>> Begin Data supplied
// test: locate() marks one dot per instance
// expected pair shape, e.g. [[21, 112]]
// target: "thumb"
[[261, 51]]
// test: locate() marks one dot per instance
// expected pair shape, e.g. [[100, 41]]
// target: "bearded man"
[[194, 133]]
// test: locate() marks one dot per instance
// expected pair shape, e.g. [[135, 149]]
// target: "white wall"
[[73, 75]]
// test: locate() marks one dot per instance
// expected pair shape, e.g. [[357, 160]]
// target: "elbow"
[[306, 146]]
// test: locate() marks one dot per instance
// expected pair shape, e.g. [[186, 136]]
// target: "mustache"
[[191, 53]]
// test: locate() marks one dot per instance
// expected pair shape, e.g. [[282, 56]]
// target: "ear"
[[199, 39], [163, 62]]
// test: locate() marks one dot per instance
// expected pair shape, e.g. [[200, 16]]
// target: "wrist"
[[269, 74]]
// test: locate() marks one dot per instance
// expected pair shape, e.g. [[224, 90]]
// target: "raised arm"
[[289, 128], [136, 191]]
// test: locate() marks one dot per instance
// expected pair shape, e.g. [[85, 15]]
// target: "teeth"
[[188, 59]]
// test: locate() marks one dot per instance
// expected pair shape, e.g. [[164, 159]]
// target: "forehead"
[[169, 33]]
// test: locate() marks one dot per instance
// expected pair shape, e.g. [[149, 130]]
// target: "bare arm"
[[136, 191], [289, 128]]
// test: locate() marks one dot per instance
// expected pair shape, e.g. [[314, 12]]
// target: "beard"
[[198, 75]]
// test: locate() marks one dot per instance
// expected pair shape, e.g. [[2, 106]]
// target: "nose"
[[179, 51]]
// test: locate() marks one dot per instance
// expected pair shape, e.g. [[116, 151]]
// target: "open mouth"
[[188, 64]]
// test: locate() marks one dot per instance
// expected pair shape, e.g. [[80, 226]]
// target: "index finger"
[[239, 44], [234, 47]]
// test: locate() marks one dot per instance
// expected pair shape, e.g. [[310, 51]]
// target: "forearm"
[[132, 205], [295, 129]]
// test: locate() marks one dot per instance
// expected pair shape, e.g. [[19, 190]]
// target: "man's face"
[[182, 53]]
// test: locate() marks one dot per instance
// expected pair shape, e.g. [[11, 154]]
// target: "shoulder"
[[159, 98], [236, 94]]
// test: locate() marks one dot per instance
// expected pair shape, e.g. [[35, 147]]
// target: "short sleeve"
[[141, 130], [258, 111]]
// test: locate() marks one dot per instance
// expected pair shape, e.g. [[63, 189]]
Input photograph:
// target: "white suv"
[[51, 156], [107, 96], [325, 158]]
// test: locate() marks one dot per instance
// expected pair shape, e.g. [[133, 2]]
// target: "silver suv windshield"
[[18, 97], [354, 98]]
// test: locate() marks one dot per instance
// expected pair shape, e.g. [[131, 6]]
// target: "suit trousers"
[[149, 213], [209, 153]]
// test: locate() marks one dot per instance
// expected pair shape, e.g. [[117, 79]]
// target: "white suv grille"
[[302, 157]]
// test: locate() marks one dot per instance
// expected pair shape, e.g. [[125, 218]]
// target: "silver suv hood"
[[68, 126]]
>> End Data supplied
Instructions to follow
Repeat all the entries word for word.

Response for this exercise
// test: locate() marks one dot per instance
// expected pair shape, e.g. [[21, 112]]
// target: "thumb"
[[261, 51]]
// test: locate() marks one dot per instance
// expected pair shape, e.g. [[100, 41]]
// target: "bearded man"
[[194, 133]]
// test: locate() marks one dot per instance
// expected pair shape, e.g. [[135, 149]]
// target: "white wall"
[[73, 75]]
// test: locate() marks one dot per instance
// expected pair shape, e.g. [[357, 160]]
// target: "elbow"
[[306, 146]]
// test: locate() marks one dot per instance
// expected pair shape, e.g. [[186, 136]]
// target: "mustache"
[[191, 53]]
// test: locate() marks one dot per instance
// expected pair shape, e.g. [[282, 56]]
// target: "ear"
[[199, 39], [163, 62]]
// test: locate() marks one dot per instance
// expected pair shape, e.g. [[200, 16]]
// target: "wrist"
[[269, 74]]
// test: locate() marks one dot per instance
// expected pair shape, e.g. [[224, 90]]
// target: "raised arm"
[[289, 128], [136, 191]]
// test: locate() marks one dot per instance
// expected pair shape, e.g. [[85, 15]]
// target: "teeth"
[[188, 59]]
// test: locate() marks one dot per instance
// expected pair shape, e.g. [[164, 159]]
// target: "forehead"
[[169, 33]]
// test: locate() marks one dot per instance
// expected pair shape, e.g. [[149, 130]]
// target: "bare arm"
[[136, 191], [289, 128]]
// test: locate() marks one dot per instance
// expected pair shape, e.g. [[314, 12]]
// target: "beard"
[[198, 75]]
// test: locate() marks one dot per instance
// expected pair shape, e.g. [[2, 106]]
// target: "nose"
[[179, 51]]
// test: locate() marks one dot per instance
// expected pair shape, e.g. [[116, 151]]
// target: "open mouth"
[[188, 64]]
// test: locate() marks one dot per instance
// expected pair shape, e.g. [[80, 226]]
// target: "index finger"
[[239, 44], [234, 47]]
// test: locate() marks one dot per instance
// expected pair shape, e.g. [[310, 51]]
// target: "forearm"
[[132, 205], [295, 129]]
// test: locate() marks one dot per instance
// expected pair shape, e.g. [[19, 190]]
// target: "man's face"
[[182, 53]]
// test: locate() marks one dot per instance
// expected pair shape, e.g. [[11, 154]]
// target: "shoulder"
[[159, 98], [236, 94]]
// test: locate() marks one dot per instance
// expected pair shape, e.g. [[35, 147]]
// target: "short sleeve"
[[141, 130], [258, 111]]
// test: locate() marks one dot per instance
// expected pair shape, e.g. [[63, 189]]
Input photograph:
// target: "white suv"
[[51, 156], [107, 96], [325, 158]]
// test: locate() marks one dot per instance
// expected pair shape, e.g. [[133, 2]]
// target: "silver suv windshield"
[[18, 97], [354, 98]]
// test: locate() marks one dot per instance
// expected pair shape, e.g. [[131, 6]]
// target: "suit trousers"
[[149, 213], [209, 153]]
// test: locate() marks one dot per instance
// expected pair shape, e.g. [[117, 79]]
// target: "white suv grille"
[[302, 157]]
// test: locate() marks one dot per instance
// expected pair shape, e.g. [[125, 218]]
// target: "silver suv hood"
[[68, 126]]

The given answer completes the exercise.